Reproduce every line from the one containing "segment --target white" to the one containing "129 83 L 128", including both of those lines and the requests. In the answers, multiply each coordinate by 1.15 and round to the nearest whole number, rounding halves up.

(Mask labeling items)
--- begin ---
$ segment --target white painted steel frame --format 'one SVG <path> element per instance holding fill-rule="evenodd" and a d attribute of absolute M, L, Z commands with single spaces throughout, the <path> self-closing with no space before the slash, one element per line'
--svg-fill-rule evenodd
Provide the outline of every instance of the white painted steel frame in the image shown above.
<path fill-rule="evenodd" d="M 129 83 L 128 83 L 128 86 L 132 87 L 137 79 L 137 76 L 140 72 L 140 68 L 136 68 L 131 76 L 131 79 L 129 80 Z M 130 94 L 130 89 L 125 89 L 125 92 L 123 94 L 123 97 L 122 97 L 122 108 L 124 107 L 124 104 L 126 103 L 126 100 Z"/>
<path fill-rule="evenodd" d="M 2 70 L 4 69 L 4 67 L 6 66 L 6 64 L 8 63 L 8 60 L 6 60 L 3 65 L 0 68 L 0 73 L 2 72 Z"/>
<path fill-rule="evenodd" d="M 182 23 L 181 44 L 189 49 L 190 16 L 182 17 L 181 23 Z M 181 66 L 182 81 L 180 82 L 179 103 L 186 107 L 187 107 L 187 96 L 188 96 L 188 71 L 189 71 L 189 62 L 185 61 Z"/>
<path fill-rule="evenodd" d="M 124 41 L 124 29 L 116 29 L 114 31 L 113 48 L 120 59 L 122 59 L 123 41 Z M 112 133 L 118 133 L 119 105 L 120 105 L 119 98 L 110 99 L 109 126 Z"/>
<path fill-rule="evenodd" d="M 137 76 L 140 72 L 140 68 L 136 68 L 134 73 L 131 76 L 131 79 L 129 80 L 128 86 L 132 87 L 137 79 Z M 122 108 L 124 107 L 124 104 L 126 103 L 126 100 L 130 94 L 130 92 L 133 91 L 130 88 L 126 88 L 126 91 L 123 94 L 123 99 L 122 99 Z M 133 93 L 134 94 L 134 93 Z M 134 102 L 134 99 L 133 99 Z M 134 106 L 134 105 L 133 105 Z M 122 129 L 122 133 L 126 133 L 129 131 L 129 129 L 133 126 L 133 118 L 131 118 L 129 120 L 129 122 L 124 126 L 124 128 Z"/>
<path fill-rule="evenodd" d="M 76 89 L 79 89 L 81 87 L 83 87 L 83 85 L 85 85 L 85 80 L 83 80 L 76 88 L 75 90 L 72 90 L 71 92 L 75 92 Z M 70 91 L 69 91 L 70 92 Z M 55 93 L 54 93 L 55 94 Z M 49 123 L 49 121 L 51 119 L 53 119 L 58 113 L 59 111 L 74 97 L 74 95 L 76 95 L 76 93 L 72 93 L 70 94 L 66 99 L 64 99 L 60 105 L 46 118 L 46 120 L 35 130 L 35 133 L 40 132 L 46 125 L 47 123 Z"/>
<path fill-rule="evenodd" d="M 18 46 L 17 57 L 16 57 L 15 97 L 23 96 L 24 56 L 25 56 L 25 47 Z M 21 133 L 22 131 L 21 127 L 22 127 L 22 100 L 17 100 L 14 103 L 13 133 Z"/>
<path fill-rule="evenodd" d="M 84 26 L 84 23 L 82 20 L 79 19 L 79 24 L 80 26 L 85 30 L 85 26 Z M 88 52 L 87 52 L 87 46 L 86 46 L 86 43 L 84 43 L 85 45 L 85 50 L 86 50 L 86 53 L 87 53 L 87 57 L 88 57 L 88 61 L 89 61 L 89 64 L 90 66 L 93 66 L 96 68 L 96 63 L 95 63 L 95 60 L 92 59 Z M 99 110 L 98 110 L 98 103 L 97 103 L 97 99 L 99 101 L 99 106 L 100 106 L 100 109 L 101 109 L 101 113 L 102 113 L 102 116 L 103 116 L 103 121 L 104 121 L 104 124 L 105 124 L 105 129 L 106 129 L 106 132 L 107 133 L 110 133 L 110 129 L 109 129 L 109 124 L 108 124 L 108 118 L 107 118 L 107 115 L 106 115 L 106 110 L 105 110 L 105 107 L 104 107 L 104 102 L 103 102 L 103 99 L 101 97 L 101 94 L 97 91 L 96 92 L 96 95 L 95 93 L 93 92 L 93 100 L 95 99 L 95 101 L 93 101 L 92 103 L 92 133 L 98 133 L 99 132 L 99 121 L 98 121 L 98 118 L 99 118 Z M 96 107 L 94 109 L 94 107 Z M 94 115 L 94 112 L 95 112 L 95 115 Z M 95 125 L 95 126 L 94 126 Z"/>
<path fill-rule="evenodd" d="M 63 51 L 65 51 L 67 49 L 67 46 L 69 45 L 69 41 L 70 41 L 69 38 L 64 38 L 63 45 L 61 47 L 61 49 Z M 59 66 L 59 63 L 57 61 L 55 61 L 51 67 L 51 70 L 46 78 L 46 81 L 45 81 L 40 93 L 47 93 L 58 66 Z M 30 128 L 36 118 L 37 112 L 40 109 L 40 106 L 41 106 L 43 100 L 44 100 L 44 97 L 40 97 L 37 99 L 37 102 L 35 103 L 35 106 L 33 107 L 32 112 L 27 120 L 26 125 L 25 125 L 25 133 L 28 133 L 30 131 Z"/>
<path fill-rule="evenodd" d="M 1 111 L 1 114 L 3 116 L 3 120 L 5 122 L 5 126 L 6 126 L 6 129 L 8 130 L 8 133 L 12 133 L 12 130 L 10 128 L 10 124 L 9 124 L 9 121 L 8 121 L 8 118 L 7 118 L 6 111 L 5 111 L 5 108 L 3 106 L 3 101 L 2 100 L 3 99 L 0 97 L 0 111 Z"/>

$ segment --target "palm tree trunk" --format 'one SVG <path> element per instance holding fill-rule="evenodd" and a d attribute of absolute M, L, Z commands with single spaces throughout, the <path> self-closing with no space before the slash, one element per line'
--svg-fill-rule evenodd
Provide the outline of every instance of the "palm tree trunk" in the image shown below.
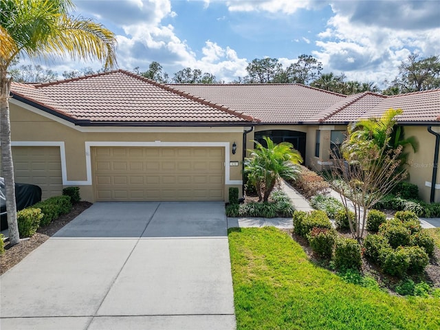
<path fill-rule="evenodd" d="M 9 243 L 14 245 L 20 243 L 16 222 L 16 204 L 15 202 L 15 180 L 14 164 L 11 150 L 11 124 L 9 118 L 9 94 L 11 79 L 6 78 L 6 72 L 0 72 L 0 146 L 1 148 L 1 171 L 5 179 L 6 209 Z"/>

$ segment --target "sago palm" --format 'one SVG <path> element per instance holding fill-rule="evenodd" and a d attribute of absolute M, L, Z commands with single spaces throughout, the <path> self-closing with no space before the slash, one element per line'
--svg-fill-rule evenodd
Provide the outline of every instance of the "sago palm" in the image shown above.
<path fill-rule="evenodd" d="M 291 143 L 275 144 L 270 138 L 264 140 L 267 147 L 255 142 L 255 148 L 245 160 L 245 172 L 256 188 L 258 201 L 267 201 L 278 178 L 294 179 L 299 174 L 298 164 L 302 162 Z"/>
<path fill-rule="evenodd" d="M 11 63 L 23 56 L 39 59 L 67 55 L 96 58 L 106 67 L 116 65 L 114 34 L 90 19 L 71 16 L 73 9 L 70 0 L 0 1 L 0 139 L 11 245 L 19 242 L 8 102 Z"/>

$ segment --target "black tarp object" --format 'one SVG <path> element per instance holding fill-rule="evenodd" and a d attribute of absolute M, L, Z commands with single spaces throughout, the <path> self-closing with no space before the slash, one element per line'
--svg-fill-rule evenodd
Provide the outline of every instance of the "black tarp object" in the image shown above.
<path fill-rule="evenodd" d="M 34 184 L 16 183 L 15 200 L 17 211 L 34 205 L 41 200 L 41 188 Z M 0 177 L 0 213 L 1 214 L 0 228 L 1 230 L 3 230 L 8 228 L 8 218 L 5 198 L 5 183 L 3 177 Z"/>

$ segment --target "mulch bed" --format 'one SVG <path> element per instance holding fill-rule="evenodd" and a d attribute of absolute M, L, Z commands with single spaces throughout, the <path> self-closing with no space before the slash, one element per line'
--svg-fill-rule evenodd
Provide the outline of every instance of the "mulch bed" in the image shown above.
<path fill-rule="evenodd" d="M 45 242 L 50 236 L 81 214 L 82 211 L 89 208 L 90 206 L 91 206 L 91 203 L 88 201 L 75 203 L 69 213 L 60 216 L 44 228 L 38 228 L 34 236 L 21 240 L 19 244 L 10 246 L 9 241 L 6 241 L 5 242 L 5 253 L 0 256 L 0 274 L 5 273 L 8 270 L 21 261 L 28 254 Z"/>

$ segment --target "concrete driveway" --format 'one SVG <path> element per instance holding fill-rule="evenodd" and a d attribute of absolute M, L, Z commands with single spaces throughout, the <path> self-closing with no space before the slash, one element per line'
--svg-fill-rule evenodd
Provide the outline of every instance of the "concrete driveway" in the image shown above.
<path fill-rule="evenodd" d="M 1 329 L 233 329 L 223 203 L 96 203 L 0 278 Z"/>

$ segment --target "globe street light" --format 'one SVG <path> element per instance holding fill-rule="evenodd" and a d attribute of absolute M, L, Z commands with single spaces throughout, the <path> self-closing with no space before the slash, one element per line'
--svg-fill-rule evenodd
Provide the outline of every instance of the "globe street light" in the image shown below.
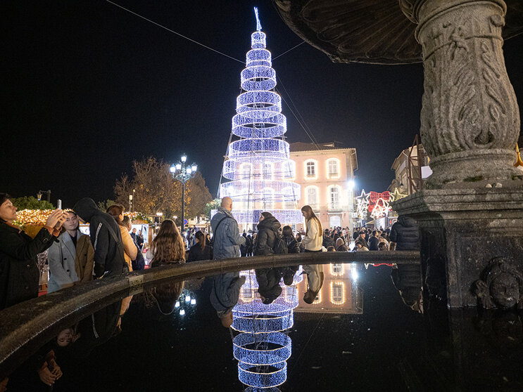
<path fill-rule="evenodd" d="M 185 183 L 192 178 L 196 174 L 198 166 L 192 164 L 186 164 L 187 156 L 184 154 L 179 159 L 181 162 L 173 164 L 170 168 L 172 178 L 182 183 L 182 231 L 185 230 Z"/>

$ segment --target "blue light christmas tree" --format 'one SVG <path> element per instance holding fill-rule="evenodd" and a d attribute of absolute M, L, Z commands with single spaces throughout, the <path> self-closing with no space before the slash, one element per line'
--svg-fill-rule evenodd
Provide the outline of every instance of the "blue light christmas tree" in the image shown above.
--- end ---
--- begin ---
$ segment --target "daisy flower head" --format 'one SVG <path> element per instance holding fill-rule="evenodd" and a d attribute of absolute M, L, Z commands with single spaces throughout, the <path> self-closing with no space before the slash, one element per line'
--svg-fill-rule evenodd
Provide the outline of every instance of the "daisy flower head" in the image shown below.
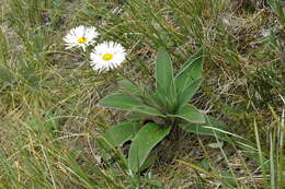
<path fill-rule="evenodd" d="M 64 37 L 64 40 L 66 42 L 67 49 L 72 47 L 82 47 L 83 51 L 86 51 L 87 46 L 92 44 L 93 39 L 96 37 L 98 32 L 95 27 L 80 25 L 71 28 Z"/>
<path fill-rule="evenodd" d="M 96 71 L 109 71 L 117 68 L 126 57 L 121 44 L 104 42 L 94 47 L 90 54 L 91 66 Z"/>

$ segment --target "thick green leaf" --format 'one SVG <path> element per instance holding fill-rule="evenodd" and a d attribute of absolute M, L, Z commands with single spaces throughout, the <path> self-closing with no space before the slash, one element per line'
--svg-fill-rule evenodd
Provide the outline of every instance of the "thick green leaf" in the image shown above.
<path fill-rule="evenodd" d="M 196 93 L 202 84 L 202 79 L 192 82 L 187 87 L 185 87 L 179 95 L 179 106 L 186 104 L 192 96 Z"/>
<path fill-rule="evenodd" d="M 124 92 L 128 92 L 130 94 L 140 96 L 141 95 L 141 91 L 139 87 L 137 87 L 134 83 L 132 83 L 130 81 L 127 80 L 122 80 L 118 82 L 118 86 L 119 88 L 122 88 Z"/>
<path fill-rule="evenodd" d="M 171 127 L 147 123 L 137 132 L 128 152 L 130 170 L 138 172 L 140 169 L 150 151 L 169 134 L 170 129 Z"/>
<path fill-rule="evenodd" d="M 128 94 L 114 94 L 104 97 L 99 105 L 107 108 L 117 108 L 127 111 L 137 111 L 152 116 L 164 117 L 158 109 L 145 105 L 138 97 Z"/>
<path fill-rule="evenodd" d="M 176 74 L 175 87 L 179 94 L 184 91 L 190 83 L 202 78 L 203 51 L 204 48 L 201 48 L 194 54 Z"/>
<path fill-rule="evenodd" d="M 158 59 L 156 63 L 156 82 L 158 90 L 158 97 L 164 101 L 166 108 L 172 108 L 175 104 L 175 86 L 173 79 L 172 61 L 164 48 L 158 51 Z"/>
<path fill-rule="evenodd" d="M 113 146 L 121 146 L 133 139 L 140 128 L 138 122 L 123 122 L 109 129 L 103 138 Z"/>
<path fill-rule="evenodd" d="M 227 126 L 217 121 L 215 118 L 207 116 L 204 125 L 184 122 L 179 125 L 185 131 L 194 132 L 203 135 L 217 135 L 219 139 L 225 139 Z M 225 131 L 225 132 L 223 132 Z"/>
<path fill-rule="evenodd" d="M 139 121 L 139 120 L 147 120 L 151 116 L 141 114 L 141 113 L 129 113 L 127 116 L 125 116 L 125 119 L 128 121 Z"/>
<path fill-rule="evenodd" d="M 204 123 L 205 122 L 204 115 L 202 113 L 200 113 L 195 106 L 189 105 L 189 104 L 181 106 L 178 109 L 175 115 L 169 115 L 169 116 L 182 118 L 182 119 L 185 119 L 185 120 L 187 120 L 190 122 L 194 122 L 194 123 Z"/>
--- end ---
--- begin ---
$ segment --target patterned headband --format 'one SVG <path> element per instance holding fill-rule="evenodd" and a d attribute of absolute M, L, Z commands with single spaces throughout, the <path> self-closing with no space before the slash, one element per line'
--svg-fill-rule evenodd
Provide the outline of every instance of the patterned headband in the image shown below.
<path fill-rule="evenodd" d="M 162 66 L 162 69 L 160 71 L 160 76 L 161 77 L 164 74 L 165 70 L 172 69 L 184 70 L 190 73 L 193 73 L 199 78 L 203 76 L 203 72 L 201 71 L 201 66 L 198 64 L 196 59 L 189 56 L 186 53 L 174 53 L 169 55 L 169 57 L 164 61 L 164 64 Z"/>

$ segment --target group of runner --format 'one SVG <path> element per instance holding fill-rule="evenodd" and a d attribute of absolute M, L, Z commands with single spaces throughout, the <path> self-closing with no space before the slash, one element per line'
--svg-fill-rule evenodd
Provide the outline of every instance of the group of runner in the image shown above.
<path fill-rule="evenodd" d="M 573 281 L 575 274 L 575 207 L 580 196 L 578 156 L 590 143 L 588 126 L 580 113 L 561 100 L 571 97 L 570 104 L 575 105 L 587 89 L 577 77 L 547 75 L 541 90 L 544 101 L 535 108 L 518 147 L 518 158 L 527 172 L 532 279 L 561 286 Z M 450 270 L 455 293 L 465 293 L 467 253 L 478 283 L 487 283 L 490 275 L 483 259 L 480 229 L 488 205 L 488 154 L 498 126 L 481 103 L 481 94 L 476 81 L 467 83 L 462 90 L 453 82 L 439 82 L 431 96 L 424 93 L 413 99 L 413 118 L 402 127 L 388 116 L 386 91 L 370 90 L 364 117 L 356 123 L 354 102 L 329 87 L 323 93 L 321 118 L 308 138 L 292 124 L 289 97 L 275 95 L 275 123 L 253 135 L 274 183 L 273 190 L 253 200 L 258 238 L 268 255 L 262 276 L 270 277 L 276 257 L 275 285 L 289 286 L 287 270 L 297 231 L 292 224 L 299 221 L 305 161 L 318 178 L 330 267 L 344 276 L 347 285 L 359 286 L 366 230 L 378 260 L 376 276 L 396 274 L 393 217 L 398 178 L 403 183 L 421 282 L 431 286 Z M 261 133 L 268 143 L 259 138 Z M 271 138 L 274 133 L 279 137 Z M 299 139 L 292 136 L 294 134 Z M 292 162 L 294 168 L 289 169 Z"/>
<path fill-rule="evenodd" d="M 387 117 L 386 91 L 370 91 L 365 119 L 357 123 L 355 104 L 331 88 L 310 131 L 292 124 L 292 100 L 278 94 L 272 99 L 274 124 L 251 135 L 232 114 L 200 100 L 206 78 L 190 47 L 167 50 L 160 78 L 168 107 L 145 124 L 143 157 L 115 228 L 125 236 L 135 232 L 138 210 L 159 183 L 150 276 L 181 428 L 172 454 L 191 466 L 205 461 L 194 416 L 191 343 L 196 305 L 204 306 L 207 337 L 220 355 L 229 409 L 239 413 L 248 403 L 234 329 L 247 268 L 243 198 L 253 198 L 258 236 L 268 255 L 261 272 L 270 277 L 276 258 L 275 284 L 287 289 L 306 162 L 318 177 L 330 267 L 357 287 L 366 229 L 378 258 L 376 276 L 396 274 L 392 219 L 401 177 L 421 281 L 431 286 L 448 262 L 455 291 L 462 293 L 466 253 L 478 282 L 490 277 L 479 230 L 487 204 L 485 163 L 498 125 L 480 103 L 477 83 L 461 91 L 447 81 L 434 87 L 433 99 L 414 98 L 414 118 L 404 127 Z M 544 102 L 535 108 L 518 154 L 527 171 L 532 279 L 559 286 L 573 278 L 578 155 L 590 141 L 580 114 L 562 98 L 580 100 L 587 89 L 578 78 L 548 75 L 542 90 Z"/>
--- end ---
Answer to this problem:
$ segment --target white painted steel frame --format 'one SVG <path> element per instance holding fill-rule="evenodd" and a d attribute of absolute M, L, Z commands with single spaces throughout, the <path> self-closing with no space before the slash, one element per line'
--svg-fill-rule evenodd
Provide the outline of every instance of the white painted steel frame in the image shown above.
<path fill-rule="evenodd" d="M 148 95 L 147 95 L 147 99 L 152 100 L 158 91 L 158 87 L 161 83 L 161 78 L 156 78 L 151 87 L 151 91 L 148 92 Z M 150 108 L 150 102 L 144 102 L 144 106 L 141 108 L 141 112 L 140 112 L 140 124 L 143 123 L 143 120 L 145 118 L 145 115 Z"/>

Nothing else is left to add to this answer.